** BEGIN Selected text **
Skip to main content

Overview

The upsert() method inserts new documents or updates existing ones in a collection. Documents are identified by their _id field. If a document with the given _id already exists, it will be completely replaced with the new document.
Every document must have an _id field. This is the unique identifier for the document in the collection.

Method Signature

upsert(docs: Array<Record<string, any>>): Promise<string>

Parameters

docs
Array<Record<string, any>>
required
An array of document objects to upsert. Each document must include an _id field.

Returns

lsn
string
The Log Sequence Number (LSN) at which the upsert was applied. This can be used for consistency guarantees in subsequent operations.

Examples

Basic Upsert

import { Client } from "topk-js";
import { f32Vector } from "topk-js/data";

const client = new Client({
  apiKey: "your-api-key",
  region: "us-east-1"
});

const lsn = await client.collection("books").upsert([
  {
    _id: "book_1",
    title: "The Great Gatsby",
    author: "F. Scott Fitzgerald",
    published_year: 1925,
    genres: ["Fiction", "Classic"],
    embedding: f32Vector([0.1, 0.2, 0.3, 0.4])
  },
  {
    _id: "book_2",
    title: "To Kill a Mockingbird",
    author: "Harper Lee",
    published_year: 1960,
    genres: ["Fiction", "Classic"],
    embedding: f32Vector([0.5, 0.6, 0.7, 0.8])
  }
]);

console.log(`Upserted at LSN: ${lsn}`);

Upserting with Sparse Vectors

import { Client } from "topk-js";
import { f32SparseVector } from "topk-js/data";

const client = new Client({
  apiKey: "your-api-key",
  region: "us-east-1"
** END Selected text **
** BEGIN Dataset excerpts **
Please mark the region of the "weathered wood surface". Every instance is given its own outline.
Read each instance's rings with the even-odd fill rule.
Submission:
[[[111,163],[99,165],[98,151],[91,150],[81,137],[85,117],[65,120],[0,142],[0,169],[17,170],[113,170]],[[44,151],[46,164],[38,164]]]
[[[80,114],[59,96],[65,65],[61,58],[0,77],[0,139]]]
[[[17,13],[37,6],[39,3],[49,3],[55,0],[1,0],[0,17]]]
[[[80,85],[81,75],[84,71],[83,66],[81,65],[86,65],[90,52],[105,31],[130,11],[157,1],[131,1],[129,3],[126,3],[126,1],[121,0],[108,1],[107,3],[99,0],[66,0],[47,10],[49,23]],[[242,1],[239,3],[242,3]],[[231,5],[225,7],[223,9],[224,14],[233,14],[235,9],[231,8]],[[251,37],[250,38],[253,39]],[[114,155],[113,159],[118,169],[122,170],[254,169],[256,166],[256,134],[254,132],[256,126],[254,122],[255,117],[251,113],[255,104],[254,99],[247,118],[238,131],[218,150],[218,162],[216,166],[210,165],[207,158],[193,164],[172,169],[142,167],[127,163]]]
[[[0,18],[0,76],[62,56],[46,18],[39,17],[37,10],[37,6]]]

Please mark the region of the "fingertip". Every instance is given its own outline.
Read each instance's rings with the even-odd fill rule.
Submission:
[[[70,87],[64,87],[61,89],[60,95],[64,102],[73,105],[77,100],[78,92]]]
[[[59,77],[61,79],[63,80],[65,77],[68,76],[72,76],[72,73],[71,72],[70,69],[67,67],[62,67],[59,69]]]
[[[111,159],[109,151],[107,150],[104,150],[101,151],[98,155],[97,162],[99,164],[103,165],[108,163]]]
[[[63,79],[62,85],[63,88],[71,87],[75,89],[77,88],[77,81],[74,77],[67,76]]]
** END Dataset excerpts **
Your tasks:
A – Answer these questions about the upsert() documentation:
(i) What happens when a document with the given _id already exists in the collection?
(ii) What type does the docs parameter accept?
(iii) What does the returned lsn string represent?
B – Output the part of the upsert() documentation that opens with the words containing "The upsert() method" and closes with "include an _id field.".

Answers to the exercise:
A –
(i) The existing document is completely replaced with the new document.
(ii) Array<Record<string, any>>
(iii) The Log Sequence Number (LSN) at which the upsert was applied.

B –
The upsert() method inserts new documents or updates existing ones in a collection. Documents are identified by their _id field. If a document with the given _id already exists, it will be completely replaced with the new document.
Every document must have an _id field. This is the unique identifier for the document in the collection.

Method Signature

upsert(docs: Array<Record<string, any>>): Promise<string>

Parameters

docs
Array<Record<string, any>>
required
An array of document objects to upsert. Each document must include an _id field.